_EXTRACTED TEXT_
§ §
Sharing Your Products on Twitter: The Ultimate Tweet DNA

Reaching your target market gets tougher all the time, especially with the advent of social media. Understanding how to make social media work for you can be a daunting task loaded with pitfalls. This week’s guest author Lane Taylor, Founder and Strategic Marketing Consultant with Taylored Marketing LLC, removes the mystery of marketing on Twitter.

Why is twitter so important? What’s the deal with 140 characters? Let’s talk about how to sell your products using the least amount of words in the social sphere!

Getting your product or service in front of potential customers through social media is a great way to earn business. Taking to Twitter may be just what your business needs to boost sales and get your message in front of the right audience.

Sharing products on Twitter can seem daunting. You want to introduce the product, share its benefits, create a compelling statement and direct your prospect to a sale all in 140 characters or less!
§ §
_ASSIGNMENT 1_
From the Twitter marketing article, reproduce the passage between "Getting your product" and "the right audience.", inclusive.
_ASSIGNMENT 2_
According to the Twitter marketing article, how many characters can a tweet hold?
Rely only on the Twitter marketing article for what it says.

Referring expression pointing data
§ §
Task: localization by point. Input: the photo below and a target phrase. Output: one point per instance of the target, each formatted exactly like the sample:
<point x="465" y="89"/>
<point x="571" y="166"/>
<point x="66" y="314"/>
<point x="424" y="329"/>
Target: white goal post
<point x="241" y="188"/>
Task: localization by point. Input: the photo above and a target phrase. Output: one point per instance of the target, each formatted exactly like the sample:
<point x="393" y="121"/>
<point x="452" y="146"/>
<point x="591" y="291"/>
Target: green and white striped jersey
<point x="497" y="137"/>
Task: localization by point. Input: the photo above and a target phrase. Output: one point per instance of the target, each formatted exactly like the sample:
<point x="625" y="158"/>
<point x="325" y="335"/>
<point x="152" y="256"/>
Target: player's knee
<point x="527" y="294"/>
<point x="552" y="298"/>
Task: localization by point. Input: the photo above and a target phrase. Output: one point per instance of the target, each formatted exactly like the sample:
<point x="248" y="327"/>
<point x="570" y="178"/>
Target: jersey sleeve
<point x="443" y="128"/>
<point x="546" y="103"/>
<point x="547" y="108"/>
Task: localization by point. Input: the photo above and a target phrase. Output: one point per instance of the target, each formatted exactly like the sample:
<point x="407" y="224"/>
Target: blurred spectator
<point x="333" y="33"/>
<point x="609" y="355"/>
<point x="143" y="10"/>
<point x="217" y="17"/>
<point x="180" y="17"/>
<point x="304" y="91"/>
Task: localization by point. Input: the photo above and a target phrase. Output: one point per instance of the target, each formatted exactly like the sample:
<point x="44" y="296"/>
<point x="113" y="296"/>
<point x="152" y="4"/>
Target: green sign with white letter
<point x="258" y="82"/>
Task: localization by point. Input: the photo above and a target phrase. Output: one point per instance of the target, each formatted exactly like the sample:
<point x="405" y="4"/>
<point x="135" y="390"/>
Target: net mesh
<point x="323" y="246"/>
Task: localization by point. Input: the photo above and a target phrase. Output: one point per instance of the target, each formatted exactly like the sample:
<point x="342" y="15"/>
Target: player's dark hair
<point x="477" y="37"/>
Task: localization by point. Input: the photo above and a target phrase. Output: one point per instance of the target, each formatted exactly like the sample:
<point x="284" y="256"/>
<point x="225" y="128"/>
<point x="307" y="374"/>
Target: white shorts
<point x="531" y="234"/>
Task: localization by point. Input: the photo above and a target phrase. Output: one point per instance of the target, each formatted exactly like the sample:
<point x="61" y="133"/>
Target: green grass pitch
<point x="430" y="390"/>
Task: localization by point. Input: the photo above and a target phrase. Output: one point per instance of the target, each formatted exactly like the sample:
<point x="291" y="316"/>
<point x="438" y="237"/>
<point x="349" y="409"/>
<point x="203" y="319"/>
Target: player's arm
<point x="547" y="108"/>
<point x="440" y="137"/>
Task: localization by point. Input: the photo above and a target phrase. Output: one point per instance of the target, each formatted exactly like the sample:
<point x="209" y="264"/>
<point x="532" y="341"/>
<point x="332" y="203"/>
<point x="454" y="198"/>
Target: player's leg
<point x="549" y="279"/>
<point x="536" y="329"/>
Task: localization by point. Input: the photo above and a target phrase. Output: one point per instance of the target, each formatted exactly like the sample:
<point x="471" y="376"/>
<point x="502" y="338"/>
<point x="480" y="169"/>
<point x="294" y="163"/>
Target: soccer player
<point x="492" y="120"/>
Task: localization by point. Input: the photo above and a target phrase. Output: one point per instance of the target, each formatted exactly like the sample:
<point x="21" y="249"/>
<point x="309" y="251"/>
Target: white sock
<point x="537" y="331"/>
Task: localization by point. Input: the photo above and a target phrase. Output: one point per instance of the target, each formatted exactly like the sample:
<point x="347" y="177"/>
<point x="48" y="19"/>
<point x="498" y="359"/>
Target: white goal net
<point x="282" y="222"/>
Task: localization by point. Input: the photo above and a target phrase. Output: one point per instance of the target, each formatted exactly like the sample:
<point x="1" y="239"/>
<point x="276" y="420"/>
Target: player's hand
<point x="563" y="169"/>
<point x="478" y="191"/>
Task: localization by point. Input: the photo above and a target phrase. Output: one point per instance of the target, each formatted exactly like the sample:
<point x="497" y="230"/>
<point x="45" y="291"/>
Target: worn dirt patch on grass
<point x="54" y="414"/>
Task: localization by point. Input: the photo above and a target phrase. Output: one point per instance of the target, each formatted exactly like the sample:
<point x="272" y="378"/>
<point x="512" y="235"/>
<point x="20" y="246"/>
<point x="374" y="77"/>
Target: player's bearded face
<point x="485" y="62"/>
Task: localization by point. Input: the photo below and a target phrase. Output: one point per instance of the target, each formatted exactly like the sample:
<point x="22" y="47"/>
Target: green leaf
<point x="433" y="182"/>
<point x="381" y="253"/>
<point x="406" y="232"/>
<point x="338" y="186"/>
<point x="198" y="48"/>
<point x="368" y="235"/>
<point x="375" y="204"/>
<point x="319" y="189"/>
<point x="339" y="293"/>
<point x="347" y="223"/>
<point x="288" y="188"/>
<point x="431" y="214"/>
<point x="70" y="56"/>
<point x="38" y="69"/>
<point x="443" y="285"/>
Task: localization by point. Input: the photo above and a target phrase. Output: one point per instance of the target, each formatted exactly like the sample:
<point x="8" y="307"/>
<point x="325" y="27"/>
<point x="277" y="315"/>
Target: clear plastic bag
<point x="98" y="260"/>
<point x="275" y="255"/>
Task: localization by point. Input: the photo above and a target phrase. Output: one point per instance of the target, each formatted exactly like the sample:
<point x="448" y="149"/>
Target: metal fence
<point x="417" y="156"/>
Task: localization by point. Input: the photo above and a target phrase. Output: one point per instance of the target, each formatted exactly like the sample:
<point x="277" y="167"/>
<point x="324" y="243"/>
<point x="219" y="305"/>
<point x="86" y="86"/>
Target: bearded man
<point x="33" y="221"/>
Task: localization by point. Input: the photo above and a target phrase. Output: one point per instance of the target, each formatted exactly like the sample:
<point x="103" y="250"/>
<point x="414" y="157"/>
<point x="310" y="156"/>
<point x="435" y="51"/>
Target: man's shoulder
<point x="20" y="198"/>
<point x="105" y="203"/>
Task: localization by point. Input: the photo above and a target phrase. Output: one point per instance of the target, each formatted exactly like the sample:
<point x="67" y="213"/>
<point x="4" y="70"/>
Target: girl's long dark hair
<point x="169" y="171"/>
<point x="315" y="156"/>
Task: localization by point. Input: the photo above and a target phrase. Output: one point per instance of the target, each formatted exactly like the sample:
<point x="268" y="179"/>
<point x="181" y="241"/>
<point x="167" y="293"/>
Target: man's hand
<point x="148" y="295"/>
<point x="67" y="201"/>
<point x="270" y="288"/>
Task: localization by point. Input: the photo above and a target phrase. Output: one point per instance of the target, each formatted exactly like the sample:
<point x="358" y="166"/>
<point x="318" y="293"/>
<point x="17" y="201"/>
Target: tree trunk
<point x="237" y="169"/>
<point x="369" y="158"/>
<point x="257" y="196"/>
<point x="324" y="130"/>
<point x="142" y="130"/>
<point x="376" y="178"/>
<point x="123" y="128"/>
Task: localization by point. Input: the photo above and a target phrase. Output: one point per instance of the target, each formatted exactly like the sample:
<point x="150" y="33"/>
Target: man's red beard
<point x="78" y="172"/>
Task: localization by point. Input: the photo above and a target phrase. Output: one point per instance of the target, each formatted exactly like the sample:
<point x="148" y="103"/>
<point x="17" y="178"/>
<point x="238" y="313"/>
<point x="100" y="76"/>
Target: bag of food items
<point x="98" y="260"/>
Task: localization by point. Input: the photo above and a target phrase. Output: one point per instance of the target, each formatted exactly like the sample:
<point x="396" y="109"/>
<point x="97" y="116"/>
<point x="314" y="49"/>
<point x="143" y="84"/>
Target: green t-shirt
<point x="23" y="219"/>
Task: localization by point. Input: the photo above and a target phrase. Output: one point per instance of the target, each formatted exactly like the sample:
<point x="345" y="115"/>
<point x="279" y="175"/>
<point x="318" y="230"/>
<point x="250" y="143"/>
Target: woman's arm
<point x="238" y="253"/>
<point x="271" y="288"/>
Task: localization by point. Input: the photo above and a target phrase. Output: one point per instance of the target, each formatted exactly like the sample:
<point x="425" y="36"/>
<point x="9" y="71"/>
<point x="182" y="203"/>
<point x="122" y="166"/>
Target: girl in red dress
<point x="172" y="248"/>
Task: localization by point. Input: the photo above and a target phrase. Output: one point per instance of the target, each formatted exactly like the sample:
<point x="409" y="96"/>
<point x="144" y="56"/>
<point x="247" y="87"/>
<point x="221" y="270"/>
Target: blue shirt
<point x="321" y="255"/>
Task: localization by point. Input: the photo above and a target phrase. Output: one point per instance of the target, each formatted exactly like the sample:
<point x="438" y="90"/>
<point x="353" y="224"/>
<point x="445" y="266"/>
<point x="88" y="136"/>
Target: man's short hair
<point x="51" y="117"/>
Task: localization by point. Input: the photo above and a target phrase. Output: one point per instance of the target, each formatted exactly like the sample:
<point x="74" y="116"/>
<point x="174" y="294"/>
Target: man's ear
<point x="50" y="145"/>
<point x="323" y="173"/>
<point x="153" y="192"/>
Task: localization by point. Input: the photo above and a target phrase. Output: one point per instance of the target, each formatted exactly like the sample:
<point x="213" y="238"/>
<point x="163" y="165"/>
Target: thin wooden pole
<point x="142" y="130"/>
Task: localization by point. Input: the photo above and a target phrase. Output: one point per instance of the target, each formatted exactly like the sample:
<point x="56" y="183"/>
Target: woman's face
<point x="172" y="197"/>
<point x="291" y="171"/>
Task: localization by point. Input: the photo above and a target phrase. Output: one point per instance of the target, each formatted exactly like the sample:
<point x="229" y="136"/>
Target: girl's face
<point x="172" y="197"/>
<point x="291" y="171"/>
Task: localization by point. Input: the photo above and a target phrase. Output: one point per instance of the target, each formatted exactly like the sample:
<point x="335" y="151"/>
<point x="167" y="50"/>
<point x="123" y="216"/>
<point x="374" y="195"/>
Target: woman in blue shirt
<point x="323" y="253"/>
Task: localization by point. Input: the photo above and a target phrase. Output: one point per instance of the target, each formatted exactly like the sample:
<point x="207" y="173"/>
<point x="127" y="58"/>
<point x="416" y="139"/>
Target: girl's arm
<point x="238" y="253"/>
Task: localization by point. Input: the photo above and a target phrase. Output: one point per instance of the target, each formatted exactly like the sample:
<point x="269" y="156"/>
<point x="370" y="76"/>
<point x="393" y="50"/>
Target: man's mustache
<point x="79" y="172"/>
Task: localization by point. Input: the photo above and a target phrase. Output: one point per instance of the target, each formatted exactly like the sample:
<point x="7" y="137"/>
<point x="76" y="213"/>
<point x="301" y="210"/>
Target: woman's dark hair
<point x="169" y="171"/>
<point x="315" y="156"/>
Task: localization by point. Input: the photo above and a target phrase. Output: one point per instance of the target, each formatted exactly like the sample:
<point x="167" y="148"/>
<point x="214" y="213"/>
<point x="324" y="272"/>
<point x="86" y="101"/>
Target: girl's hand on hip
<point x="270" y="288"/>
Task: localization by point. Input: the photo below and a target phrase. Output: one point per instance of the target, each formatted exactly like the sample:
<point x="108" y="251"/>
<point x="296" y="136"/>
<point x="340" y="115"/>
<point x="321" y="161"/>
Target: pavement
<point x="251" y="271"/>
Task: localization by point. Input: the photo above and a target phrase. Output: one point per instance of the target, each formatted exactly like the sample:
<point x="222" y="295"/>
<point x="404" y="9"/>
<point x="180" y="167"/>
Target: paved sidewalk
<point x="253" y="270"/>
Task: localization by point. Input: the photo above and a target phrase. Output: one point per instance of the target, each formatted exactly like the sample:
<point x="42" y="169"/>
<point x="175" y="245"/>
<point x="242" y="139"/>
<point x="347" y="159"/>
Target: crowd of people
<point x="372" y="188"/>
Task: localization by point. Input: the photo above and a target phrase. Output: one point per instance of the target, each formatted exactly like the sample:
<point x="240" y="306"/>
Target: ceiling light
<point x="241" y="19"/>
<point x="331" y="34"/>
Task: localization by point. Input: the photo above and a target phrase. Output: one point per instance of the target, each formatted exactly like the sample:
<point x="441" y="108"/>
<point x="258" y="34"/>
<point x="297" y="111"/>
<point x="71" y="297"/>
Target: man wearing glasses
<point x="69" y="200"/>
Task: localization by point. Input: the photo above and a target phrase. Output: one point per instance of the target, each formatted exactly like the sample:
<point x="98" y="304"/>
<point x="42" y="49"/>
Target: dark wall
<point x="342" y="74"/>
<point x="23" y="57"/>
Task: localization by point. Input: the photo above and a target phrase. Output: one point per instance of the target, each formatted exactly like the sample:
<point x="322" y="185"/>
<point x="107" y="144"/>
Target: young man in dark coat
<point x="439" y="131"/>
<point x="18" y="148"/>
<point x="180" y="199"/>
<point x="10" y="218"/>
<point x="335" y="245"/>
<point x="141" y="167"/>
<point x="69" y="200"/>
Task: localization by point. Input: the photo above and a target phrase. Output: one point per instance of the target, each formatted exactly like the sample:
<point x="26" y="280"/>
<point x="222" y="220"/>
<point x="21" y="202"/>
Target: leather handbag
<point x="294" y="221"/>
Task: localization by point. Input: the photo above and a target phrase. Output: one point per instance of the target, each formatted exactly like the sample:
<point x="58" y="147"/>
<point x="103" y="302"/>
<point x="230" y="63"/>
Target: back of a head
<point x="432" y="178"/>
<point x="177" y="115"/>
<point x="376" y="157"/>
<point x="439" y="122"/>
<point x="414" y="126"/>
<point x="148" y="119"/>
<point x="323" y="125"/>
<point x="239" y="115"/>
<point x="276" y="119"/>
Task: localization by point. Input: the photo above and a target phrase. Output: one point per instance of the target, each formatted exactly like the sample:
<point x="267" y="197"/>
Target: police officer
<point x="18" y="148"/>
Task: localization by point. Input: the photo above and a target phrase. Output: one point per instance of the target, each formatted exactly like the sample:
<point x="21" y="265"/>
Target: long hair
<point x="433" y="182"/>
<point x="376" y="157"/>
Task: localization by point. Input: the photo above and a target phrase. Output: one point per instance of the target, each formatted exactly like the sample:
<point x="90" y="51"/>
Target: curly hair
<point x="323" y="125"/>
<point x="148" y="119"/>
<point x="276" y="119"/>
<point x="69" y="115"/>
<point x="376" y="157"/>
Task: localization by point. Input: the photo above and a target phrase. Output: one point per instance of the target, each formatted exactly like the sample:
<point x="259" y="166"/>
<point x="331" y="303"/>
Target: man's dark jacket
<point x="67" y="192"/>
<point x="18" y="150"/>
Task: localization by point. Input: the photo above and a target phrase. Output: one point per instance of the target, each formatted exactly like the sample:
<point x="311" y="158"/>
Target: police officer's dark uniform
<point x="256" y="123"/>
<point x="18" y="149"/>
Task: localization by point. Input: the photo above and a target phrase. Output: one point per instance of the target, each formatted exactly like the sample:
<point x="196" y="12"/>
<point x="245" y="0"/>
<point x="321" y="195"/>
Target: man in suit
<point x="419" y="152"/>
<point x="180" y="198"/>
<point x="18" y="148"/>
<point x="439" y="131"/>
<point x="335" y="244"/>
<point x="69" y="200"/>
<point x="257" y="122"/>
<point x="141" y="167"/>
§ §
_WRITTEN RESPONSE 1_
Getting your product or service in front of potential customers through social media is a great way to earn business. Taking to Twitter may be just what your business needs to boost sales and get your message in front of the right audience.

_WRITTEN RESPONSE 2_
140 characters or less.